Fermi died in 1954, so exploration and explication of the idea fell to other people, such as Michael Hart, who wrote an article titled “An explanation for the absence of extraterrestrials on Earth” in the Royal Astronomical Society (RAS) Quarterly Journal in 1975. (Some say this is the first such paper to explore the Fermi Paradox, although this claim is a bit hard to prove.)
“We observe that no intelligent beings from outer space are now present on Earth,” Hart wrote in the paper’s abstract. “It is suggested that this fact can best be explained by the hypothesis that there are no other advanced civilizations in our galaxy.”
He noted, however, that more research in biochemistry, planetary formation and atmospheres was needed to better narrow down the answer.
Hart argued that intelligent aliens could already have visited Earth at some point in our planet’s history unless they started their journey less than two million years ago. He thought the apparent lack of such visits is most likely due to the lack of intelligent aliens. But he outlined four other potential explanations as well:
Frank Tipler, a professor of physics at Tulane University, followed up on Hart’s argument in 1980 with a paper titled “Extraterrestrial intelligent beings do not exist,” also published in the RAS Quarterly Journal. The bulk of his paper dealt with how to get resources for interstellar travel, which he suggested could be achieved by having some kind of self-replicating artificial intelligence move from star system to star system, creating copies of itself as it traveled.
Since evidence of such advanced machinery has never been found on Earth, Tipler argued that we are likely the only intelligence out there. He also wrote in the 1980 paper that those who believe in extraterrestrial intelligence are similar to UFO (unidentified flying object) enthusiasts because both camps believe “we are going to be saved from ourselves by some miraculous interstellar intervention.”
Today, the topic of extraterrestrial intelligence is a popular one, with multiple papers appearing every year from different research groups. And the idea that advanced civilizations may exist beyond Earth has been buoyed by the ongoing exoplanet revolution.
The universe is incredibly vast and old. Data gathered by a variety of telescopes show that the observable universe is about 92 billion light-years wide (and growing faster and faster all the while). And separate measurements indicate it is about 13.82 billion years old.
So alien civilizations have had plenty of time to arise and spread — but they also likely must cross a vast cosmic gulf to get to us.
When Fermi made his famous remark, the only planets scientists knew about were in our own solar system. But in 1992, astronomers spotted worlds circling a superdense stellar corpse known as a pulsar. And a few years later, the first exoplanet around a sunlike star was confirmed.
There are now more than 5,000 confirmed exoplanets, with more being found every year. The sheer number of alien worlds suggests that life may be plentiful throughout the cosmos.
Over time, with more advanced telescopes, scientists will be able to probe the chemical compositions of some nearby exoplanets’ atmospheres. “Nearby” is a relative term, however; the closest known exoplanet, Proxima b, lies about 4.2 light-years away, which is roughly 25 trillion miles (40 trillion kilometers).
------------------------------------
### [Your tasks]
1. According to the Fermi Paradox text, how many confirmed exoplanets are there now?
2. Reproduce the Fermi Paradox text from "There are now" up to and including "throughout the cosmos.".
3. Judge whether each statement agrees with the Fermi Paradox text, answering yes or no and quoting the deciding words. (a) Frank Tipler was a physics professor at Tulane University. (b) The first exoplanet around a sunlike star was confirmed in 1992. (c) Michael Hart's article appeared in the RAS Quarterly Journal in 1975.
You will not need the records.

Region pointing data:
------------------------------------
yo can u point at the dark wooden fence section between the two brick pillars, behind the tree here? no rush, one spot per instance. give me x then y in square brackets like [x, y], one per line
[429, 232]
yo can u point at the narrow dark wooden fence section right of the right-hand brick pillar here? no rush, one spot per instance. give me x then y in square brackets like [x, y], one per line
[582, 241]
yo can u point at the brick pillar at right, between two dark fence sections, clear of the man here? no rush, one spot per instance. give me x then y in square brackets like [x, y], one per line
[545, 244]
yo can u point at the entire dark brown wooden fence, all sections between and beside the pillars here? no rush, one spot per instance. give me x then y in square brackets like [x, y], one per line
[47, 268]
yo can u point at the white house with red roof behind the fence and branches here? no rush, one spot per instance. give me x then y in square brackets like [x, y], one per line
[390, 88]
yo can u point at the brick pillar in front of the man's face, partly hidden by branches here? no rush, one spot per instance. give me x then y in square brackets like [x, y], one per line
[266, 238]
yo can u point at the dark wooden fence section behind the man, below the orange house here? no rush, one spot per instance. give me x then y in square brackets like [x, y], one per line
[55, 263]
------------------------------------
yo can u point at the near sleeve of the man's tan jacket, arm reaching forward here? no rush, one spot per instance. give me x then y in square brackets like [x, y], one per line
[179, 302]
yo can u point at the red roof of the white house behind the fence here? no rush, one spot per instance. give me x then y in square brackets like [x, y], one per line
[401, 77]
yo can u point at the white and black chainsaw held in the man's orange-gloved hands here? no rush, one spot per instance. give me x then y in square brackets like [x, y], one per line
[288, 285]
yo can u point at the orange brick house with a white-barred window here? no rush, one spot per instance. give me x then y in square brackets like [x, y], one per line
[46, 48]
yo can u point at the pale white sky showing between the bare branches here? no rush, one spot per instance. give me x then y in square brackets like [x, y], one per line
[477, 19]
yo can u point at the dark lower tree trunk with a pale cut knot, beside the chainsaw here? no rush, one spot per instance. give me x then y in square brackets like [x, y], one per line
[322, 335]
------------------------------------
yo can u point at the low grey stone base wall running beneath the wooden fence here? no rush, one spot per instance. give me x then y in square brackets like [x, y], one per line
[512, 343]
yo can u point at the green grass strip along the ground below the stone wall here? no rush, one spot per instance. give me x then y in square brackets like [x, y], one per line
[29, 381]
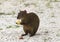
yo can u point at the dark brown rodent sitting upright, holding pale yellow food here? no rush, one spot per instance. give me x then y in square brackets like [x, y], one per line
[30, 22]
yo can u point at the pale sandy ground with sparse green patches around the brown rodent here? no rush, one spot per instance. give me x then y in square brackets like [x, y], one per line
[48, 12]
------------------------------------
### [Outputs for the tasks]
1. More than 5,000.

2.
There are now more than 5,000 confirmed exoplanets, with more being found every year. The sheer number of alien worlds suggests that life may be plentiful throughout the cosmos.

3.
(a) Yes: "Frank Tipler, a professor of physics at Tulane University"
(b) No: "in 1992, astronomers spotted worlds circling a superdense stellar corpse known as a pulsar. And a few years later, the first exoplanet around a sunlike star was confirmed."
(c) Yes: "in the Royal Astronomical Society (RAS) Quarterly Journal in 1975"